Tarea breve: Transcribe de forma literal cada una de las líneas de los registros que aparecen a continuación.
======== Datos del ejercicio
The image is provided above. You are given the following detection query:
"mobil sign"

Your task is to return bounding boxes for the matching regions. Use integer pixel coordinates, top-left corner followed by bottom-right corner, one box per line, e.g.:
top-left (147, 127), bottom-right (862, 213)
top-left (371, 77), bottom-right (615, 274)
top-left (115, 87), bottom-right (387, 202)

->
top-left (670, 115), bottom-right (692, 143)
================
Respuesta:
The image is provided above. You are given the following detection query:
"mobil sign"

Your task is to return bounding boxes for the matching regions. Use integer pixel coordinates, top-left corner followed by bottom-right corner, one box per line, e.g.:
top-left (147, 127), bottom-right (862, 213)
top-left (371, 77), bottom-right (615, 274)
top-left (115, 87), bottom-right (387, 202)

->
top-left (670, 115), bottom-right (692, 143)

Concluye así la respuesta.